──────── EXCERPT PROVIDED
Wikimedia monthly activities meetings/Quarterly reviews/Discovery, October 2015

Notes from the Quarterly Review meeting with the Wikimedia Foundation's Discovery Team, October 5, 2015, 10:30am - 11:30am PDT.

Please keep in mind that these minutes are mostly a rough paraphrase of what was said at the meeting, rather than a source of authoritative information. Consider referring to the presentation slides, blog posts, press releases and other official material

Present (in the office): Lila Tretikov, Tomasz Finc, Greg Grossmeier, Terry Gilbey, Dan Garry, Max Semenik, Tilman Bayer (taking minutes), Stephen LaPorte, Kevin Leduc, Rachel diCerbo, Moiz Syed; participating remotely: Luis Villa, Katherine Maher, Wes Moran, Trevor Parscal, Arthur Richards

Wes: welcome

[slide 1]

Dan:
Discovery team is interested in how people discover things on Wikimedia sites
e.g. via maps too [not just search]
only started measuring these KPIs, so no YOY
Lila: can we start monitoring referrer traffic? yes, goal for this q
Lila: no budge on zero results rate? we'll get to that

[slide 2]

(Dan:)
chose to focus on zero resuls rate as proxy for user satisfaction (assuming people are not happy with 0)
found that bots account for a lot of the search traffic
objective was correct, but not the right measure
Lila: long story short - 30% does include bots? yes
what's the number without bots?
Dan: don't know exact number
Lila: expect it to be higher or lower with bots filtered out?
Dan: lower, e.g. on Dutch Wiktionary 99% of traffic because of one bot
Wes: filter bot traffic on everything; this was part of the learning
Lila: where do we still have prefix search?
Dan: for search box on top of page, also on apps
because it's fast
Lila: don't necessarily need A/B
can switch completely for like 2h, observe effect
Dan: probably not ready for putting it to all users yet
Lila: goal for this q on this?
Dan: won't directly try to impact it
focus mainly user satisfaction
if 0 results rate is still 33% for humans, it absolutely needs to be a goal
Wes: decided to take other goals like lang support as primary goals

[slide 3]

(Dan:) WDQS: e.g. list of US presidents born before X
Terry: so launched a new service, still exploring usage
is there a go/no go criterion?
Dan: no, just going to maintain it this q
then look at usage (qualitative / quantitative)
────────────────
──────── DATA EXCERPT
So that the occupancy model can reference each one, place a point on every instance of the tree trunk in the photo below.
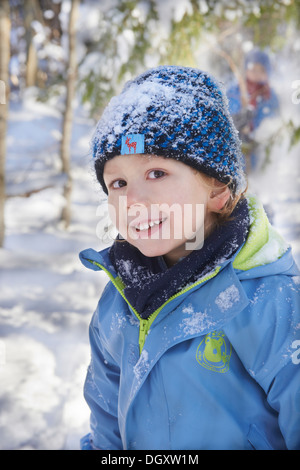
(68, 112)
(32, 11)
(4, 77)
────────────────
WHAT TO DO:
• a. Would you transcribe the Discovery review minutes from "chose to focus" up to and including "bots filtered out?"?
• b. Can you pick up the Discovery review minutes where they stop and write what comes next?

WRITTEN ANSWERS:
• a.
chose to focus on zero resuls rate as proxy for user satisfaction (assuming people are not happy with 0)
found that bots account for a lot of the search traffic
objective was correct, but not the right measure
Lila: long story short - 30% does include bots? yes
what's the number without bots?
Dan: don't know exact number
Lila: expect it to be higher or lower with bots filtered out?

• b.
and feature requests (this is still a stripped-down version)
Terry: want to avoid feature creep
Lila: who is the customer?
Dan: not sure
initially motivated by Wikigrok (which was shelved)
were 95% there anyway, decided to roll out and see
Wes: we also had Wikidata team as stakeholder
--> Lila: work with Toby's team to see if we can service some of this [WDQS] data
internal need for this
Wes: had meetings with them
Lila: figure out Venn diagram between Wikidata and infoboxes on WP
Wes: also, natural language queries
found in our surveys etc. that people prefer natural language queries
Lila: yes, Google has trained people to do that
Dan: a prototype demoed at hackathon takes nat lang queries and translates them into WDQS
Greg: do you have a policy on operational support for your project from your team members? (man hours, etc)
Tomasz: should not take website down
ours are tier 3 services
---> Lila: might be a good thing to ask Mark to produce document on Tier1 vs Tier2 vs 3 services (support criteria, ...)
Wes: yes, need to specify that

[slide 4]

Dan: maps
Wikivoyage maps on Labs
Lila: how hard is it to integrate a map into article?
Tomasz: we have a working prototype for VE
Lila: before that, cluster needs to be ready for usage in production, does Mark know?
Wes, Tomasz: yes
Lila: time frame?
Wes: need to know how it's being used outside WMF
before we can assess full prod usage
e.g. do we build a template, etc.
Lila: understand there is complexity in detail, but need to know when it's production ready
need a quarter to feature this out?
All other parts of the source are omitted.